■ WRITTEN TASK:
Which lines in the items below contain the word "clicks"? Pull out each one, treating uppercase and lowercase as different.

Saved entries
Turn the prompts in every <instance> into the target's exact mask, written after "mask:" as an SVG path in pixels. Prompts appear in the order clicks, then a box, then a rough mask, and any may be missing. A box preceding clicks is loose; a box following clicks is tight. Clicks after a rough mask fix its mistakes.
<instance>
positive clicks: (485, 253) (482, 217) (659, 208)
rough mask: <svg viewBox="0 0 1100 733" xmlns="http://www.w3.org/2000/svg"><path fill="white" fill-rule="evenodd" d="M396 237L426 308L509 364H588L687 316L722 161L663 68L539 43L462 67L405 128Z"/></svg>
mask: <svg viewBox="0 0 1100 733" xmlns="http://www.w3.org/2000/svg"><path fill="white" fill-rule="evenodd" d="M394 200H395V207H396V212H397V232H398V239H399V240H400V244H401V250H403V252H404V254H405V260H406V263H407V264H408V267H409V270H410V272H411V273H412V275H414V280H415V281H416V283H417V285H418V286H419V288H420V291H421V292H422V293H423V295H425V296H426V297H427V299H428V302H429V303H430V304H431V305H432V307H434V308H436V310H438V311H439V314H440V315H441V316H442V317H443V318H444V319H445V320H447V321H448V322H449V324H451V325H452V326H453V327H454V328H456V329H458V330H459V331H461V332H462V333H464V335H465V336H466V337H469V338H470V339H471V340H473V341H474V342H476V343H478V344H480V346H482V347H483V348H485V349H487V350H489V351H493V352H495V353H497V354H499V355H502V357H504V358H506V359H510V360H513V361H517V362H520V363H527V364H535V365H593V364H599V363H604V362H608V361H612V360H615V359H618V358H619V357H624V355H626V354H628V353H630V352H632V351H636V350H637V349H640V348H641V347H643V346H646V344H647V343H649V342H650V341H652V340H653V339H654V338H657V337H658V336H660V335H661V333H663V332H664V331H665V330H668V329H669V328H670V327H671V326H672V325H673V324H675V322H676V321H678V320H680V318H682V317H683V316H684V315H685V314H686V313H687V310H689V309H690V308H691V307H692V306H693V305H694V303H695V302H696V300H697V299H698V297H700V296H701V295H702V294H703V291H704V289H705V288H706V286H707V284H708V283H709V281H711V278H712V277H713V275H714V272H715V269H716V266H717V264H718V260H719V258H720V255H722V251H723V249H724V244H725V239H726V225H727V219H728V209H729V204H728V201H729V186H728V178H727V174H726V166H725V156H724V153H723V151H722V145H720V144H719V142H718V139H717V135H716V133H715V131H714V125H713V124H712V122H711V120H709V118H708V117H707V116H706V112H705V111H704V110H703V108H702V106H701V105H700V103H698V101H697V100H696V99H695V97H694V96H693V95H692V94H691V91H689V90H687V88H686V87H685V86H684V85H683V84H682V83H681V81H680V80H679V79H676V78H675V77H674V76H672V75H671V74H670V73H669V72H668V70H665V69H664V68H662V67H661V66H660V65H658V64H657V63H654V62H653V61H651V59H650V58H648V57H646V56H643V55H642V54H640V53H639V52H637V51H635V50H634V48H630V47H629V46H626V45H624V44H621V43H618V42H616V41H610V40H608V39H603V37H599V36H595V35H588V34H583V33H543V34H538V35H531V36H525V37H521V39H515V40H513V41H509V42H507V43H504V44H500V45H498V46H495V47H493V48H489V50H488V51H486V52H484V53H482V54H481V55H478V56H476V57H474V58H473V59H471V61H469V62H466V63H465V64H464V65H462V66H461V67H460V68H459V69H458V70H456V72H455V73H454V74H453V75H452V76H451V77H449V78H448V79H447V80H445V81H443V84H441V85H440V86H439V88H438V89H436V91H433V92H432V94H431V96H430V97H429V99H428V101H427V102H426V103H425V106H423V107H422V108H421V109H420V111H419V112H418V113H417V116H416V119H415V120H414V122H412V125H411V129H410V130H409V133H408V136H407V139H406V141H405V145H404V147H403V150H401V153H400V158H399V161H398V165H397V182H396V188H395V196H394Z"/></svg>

■ FINISHED TASK:
Turn the prompts in every <instance> into the target's exact mask, written after "mask:" as an SVG path in pixels. Prompts appear in the order clicks, then a box, then a rough mask, and any may be missing. A box preceding clicks is loose; a box following clicks is tight. Clicks after a rough mask fix its mistakes.
positive clicks: (485, 253) (482, 217) (659, 208)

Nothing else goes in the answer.